#### [Work to complete]
Word for word, write out all the entries below, omitting every picture.

#### [Records]
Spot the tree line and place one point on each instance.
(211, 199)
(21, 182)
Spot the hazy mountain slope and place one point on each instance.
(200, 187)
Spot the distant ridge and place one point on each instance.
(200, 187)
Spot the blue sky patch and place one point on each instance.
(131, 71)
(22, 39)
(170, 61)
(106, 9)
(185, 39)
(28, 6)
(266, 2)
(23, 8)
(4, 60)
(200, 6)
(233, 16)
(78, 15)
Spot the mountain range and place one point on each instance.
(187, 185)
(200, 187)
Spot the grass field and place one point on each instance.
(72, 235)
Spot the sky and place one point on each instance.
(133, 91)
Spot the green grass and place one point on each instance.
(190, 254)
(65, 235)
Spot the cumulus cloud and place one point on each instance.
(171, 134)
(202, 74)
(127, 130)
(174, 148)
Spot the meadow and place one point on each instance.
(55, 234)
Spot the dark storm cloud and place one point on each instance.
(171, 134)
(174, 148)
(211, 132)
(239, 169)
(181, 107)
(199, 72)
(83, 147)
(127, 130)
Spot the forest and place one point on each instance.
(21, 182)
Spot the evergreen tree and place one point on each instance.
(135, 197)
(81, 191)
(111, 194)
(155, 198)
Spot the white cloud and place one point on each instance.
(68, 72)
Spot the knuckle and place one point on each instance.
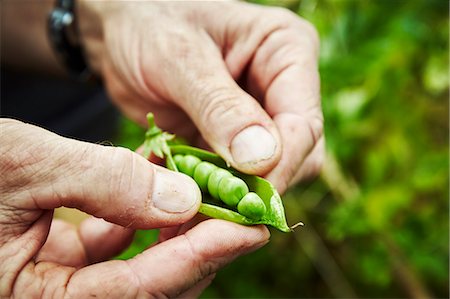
(120, 180)
(218, 104)
(311, 32)
(283, 15)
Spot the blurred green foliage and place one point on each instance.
(377, 219)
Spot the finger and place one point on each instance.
(285, 74)
(230, 120)
(173, 267)
(95, 240)
(108, 182)
(198, 289)
(63, 246)
(170, 232)
(102, 240)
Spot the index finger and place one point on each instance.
(171, 267)
(285, 76)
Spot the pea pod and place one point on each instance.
(254, 202)
(274, 214)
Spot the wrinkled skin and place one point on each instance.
(180, 61)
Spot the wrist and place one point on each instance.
(90, 28)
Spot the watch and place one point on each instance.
(64, 38)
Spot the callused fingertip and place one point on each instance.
(175, 193)
(255, 150)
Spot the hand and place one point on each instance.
(182, 61)
(41, 171)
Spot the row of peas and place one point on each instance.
(221, 184)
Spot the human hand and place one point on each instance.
(182, 61)
(41, 171)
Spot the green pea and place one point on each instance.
(252, 206)
(177, 159)
(231, 190)
(188, 164)
(202, 173)
(214, 181)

#### [Solution]
Spot the tree line and place one point on each instance.
(211, 199)
(21, 182)
Spot the hazy mountain slope and place one point on each instance.
(200, 187)
Spot the distant ridge and place one point on each instance.
(200, 187)
Spot the blue sky patch and place one point on each instance.
(131, 71)
(22, 39)
(170, 61)
(106, 9)
(185, 39)
(28, 6)
(266, 2)
(23, 8)
(4, 60)
(200, 6)
(233, 16)
(78, 15)
Spot the mountain range and place one point on each instance.
(187, 185)
(200, 187)
Spot the grass field and place one point on each instance.
(72, 235)
Spot the sky and place one point on each instance.
(133, 91)
Spot the green grass and place one point on each instance.
(190, 254)
(65, 235)
Spot the cumulus cloud and place one point on each instance.
(171, 134)
(202, 74)
(127, 130)
(174, 148)
Spot the meadow and place one point on each instance.
(55, 234)
Spot the dark storm cloud and place one point on each instance.
(171, 134)
(174, 148)
(211, 132)
(239, 169)
(181, 107)
(199, 72)
(83, 147)
(127, 130)
Spot the forest and place one point on each instance.
(21, 182)
Spot the evergreen tree and place one point on each instance.
(135, 197)
(81, 191)
(111, 194)
(155, 198)
Spot the white cloud and place one point on each instance.
(68, 72)
Spot the knuckle and place one point on each instance.
(120, 180)
(218, 104)
(311, 32)
(283, 15)
Spot the blurred green foliage and place one point on each instance.
(377, 219)
Spot the finger and place one point on each instance.
(285, 74)
(230, 120)
(173, 267)
(95, 240)
(108, 182)
(198, 289)
(63, 246)
(170, 232)
(102, 240)
Spot the index finger and place one point on each instance.
(171, 267)
(285, 76)
Spot the pea pod and place one point on each instance.
(254, 202)
(274, 214)
Spot the wrinkled skin and place one point on each instance.
(180, 61)
Spot the wrist and place one point on each instance.
(90, 28)
Spot the watch and place one point on each instance.
(64, 38)
Spot the callused fingertip and place one point on each instance.
(175, 193)
(255, 150)
Spot the hand and place one point on each instance.
(182, 61)
(41, 171)
Spot the row of peas and place one point on each instance.
(221, 184)
Spot the human hand and place one point on each instance.
(182, 61)
(41, 171)
Spot the green pea and place one point on each instance.
(252, 206)
(177, 159)
(231, 190)
(188, 164)
(202, 173)
(214, 181)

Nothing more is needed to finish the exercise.